Task description:
Please set down only the lines between the line containing "Target: sky" and the end of the records, inclusive, exactly as they stand.

Exercise input:

========================================================================

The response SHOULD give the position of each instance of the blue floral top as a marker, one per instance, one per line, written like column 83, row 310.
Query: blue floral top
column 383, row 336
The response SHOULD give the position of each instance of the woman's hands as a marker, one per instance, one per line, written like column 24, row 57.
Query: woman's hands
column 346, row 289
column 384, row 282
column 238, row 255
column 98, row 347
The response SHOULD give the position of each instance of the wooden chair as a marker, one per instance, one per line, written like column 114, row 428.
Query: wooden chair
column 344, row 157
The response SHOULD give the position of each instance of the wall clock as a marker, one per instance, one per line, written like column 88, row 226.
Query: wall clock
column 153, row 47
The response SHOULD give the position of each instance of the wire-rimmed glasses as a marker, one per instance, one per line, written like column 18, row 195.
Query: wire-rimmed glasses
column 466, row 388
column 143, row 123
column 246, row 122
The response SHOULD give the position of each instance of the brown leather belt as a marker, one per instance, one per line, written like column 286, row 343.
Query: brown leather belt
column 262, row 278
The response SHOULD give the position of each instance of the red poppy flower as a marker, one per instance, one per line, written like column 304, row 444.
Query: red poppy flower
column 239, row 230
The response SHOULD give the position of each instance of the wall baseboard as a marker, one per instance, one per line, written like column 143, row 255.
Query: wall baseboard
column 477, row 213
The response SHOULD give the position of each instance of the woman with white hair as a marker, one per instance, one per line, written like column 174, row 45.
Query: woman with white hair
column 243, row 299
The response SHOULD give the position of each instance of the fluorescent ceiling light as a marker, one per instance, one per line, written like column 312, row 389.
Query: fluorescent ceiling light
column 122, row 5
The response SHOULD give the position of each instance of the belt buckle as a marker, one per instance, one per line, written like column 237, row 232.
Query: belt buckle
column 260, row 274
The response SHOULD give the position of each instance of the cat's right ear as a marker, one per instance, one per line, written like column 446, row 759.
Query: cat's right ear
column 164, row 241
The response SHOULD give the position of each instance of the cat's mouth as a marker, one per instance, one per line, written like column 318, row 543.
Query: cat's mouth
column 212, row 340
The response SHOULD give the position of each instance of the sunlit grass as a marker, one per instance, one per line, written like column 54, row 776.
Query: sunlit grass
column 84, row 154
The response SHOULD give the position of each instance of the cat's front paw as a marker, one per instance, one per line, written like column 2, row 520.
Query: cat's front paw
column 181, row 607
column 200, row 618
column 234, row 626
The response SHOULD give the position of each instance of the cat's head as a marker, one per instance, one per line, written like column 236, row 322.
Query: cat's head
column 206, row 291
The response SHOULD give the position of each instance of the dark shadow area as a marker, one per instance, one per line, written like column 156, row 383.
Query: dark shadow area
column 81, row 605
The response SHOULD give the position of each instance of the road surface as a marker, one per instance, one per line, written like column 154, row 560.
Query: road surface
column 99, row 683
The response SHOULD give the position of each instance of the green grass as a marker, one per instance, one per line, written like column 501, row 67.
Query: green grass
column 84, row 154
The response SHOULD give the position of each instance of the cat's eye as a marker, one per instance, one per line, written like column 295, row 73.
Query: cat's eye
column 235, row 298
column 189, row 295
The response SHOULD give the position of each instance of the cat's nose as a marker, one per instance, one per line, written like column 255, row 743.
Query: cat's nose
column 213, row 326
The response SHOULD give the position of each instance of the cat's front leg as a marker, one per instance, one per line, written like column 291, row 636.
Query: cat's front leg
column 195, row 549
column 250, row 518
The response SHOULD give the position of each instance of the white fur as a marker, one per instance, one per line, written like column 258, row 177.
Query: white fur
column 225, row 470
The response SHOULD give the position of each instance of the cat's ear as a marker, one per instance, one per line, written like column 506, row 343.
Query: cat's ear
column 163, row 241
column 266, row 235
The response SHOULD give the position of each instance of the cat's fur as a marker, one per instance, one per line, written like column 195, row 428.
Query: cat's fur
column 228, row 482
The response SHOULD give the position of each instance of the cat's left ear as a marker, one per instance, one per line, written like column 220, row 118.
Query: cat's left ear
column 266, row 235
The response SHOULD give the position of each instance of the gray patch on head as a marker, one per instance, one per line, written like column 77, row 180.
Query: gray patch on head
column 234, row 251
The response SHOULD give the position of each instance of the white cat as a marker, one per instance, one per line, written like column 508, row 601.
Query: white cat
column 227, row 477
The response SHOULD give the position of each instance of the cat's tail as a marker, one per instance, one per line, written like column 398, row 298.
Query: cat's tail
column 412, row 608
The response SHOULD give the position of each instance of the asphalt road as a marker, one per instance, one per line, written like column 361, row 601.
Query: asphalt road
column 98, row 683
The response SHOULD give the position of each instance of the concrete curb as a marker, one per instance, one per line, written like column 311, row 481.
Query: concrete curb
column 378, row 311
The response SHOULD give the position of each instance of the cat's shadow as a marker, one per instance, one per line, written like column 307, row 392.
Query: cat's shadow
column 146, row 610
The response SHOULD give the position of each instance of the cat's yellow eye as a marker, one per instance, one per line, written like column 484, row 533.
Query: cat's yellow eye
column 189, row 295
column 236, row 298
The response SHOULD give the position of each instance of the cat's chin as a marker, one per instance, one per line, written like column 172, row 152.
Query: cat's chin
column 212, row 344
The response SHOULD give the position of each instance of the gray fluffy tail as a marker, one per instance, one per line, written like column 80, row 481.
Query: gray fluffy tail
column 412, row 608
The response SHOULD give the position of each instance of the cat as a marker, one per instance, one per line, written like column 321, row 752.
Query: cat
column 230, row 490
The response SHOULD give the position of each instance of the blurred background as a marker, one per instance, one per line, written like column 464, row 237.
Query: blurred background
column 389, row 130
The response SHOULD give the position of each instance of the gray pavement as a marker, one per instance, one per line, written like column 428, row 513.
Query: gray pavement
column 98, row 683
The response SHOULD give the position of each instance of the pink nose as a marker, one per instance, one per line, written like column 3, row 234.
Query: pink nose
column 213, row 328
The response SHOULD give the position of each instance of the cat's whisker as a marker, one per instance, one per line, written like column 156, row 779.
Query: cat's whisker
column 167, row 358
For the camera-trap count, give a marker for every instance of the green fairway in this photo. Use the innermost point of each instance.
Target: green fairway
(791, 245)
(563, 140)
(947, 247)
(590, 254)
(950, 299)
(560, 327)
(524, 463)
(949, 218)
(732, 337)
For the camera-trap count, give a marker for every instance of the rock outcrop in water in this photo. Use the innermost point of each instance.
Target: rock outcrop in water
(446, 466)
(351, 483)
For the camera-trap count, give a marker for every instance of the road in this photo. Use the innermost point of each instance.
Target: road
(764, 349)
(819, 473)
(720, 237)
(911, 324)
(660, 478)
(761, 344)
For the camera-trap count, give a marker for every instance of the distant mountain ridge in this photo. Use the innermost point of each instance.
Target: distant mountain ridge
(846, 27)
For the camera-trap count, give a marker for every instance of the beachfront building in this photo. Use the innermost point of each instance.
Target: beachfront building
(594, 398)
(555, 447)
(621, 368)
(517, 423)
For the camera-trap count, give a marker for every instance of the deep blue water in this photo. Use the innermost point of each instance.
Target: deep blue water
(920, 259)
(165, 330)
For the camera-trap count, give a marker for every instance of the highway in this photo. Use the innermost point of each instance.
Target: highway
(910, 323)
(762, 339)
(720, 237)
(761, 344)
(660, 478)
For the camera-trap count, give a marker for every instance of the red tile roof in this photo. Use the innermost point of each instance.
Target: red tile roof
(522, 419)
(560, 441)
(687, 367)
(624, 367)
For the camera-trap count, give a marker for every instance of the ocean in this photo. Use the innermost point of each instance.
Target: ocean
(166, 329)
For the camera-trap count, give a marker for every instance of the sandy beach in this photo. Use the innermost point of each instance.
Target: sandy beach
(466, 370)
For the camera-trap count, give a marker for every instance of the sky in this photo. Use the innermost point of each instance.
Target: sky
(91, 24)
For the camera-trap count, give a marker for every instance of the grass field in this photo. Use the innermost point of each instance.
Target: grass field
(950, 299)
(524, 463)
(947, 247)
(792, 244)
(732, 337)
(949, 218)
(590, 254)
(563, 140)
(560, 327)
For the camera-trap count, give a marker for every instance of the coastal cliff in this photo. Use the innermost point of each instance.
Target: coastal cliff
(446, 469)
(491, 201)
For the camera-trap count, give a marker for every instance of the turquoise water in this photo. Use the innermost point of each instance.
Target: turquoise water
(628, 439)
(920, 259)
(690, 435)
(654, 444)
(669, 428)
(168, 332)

========================================================================

Response to the task:
Target: sky
(91, 24)
For the camera-trap count, give a marker for every instance of the grass field in this photo. Use the innermost point of each instance.
Target: grass field
(950, 299)
(524, 463)
(947, 247)
(792, 244)
(732, 337)
(949, 218)
(590, 254)
(563, 140)
(560, 327)
For the camera-trap count, give a marker for every instance of the coastal cliff in this photo. Use the innermost point of each instance.
Target: coastal cliff
(446, 469)
(491, 201)
For the camera-trap count, give a marker for every instance of the turquoise water in this photo. Use the innermost point of each instance.
Target: turquoise water
(628, 439)
(920, 259)
(690, 435)
(654, 444)
(669, 428)
(168, 332)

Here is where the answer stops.